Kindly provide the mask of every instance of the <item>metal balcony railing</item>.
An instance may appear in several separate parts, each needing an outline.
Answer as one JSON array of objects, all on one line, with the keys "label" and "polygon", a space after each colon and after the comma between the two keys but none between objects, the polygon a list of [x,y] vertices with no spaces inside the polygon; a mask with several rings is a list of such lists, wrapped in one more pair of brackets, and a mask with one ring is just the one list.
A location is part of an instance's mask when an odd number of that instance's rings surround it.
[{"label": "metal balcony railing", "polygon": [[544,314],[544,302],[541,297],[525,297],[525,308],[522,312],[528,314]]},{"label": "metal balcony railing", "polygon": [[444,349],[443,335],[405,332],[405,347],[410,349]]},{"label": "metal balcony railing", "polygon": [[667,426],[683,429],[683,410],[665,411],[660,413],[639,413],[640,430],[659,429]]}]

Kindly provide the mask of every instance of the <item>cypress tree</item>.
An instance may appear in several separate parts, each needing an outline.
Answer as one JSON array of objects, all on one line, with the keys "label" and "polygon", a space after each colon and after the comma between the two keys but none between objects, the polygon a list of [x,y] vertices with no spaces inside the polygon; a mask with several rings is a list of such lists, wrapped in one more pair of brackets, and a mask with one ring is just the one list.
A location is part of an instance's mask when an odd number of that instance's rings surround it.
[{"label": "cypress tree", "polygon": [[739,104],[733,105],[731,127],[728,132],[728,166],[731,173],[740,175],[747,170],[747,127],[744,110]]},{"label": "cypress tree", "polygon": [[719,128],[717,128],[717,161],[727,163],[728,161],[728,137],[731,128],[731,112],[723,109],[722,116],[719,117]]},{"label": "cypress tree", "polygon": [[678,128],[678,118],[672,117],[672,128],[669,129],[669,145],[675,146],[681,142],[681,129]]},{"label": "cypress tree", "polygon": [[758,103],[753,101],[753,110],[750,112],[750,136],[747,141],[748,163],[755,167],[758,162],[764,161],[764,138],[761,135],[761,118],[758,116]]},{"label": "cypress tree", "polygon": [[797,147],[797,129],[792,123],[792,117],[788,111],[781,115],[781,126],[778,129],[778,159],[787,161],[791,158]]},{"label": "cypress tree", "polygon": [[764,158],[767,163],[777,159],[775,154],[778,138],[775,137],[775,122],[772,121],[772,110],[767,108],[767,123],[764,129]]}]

## To do
Output every record above exactly as it appears.

## Task answer
Kindly provide the mask of every instance of the <item>metal balcony railing</item>.
An instance may appear in several separate parts, each needing an outline.
Answer as one JSON array of objects, all on one line, with the keys "label" and "polygon", a space after each colon and after the comma between the two keys but none between objects, the polygon a list of [x,y] vertices with no spaces inside the polygon; a mask with several rings is a list of such lists, wrapped in one more pair of brackets, and a mask with one ring is just the one list.
A location is part of an instance's mask when an odd number of that instance's rings surround it.
[{"label": "metal balcony railing", "polygon": [[544,314],[544,302],[541,297],[525,297],[525,308],[522,312],[528,314]]},{"label": "metal balcony railing", "polygon": [[444,349],[443,335],[405,332],[405,347],[410,349]]},{"label": "metal balcony railing", "polygon": [[667,426],[683,429],[683,410],[665,411],[660,413],[639,413],[640,430],[659,429]]}]

Kindly provide the mask of every instance of the <item>cypress tree</item>.
An instance may appear in several separate parts, each needing an outline.
Answer as one JSON array of objects, all on one line, with the keys "label" and "polygon", a space after each colon and after the comma between the two keys but none between objects, the polygon a list of [x,y] vertices with no spaces inside the polygon; a mask with several rings is a list of such lists, wrapped in one more pair of brackets, and a mask with one ring is just the one list.
A location is part of an instance's mask when an odd number of that instance's rings surround it.
[{"label": "cypress tree", "polygon": [[739,104],[733,105],[731,127],[728,132],[728,166],[731,173],[740,175],[747,170],[747,127],[744,110]]},{"label": "cypress tree", "polygon": [[719,128],[717,128],[717,161],[727,163],[728,161],[728,137],[731,128],[731,112],[723,109],[722,116],[719,117]]},{"label": "cypress tree", "polygon": [[678,128],[678,118],[672,117],[672,128],[669,129],[669,145],[675,146],[681,142],[681,129]]},{"label": "cypress tree", "polygon": [[758,103],[753,101],[753,110],[750,112],[750,136],[747,141],[748,163],[755,167],[758,162],[764,161],[764,138],[761,135],[761,118],[758,116]]},{"label": "cypress tree", "polygon": [[797,147],[797,129],[792,123],[792,117],[788,111],[781,115],[781,126],[778,129],[778,159],[787,161],[791,158]]},{"label": "cypress tree", "polygon": [[764,158],[767,163],[777,159],[775,154],[778,138],[775,137],[775,122],[772,121],[772,110],[767,108],[767,123],[764,129]]}]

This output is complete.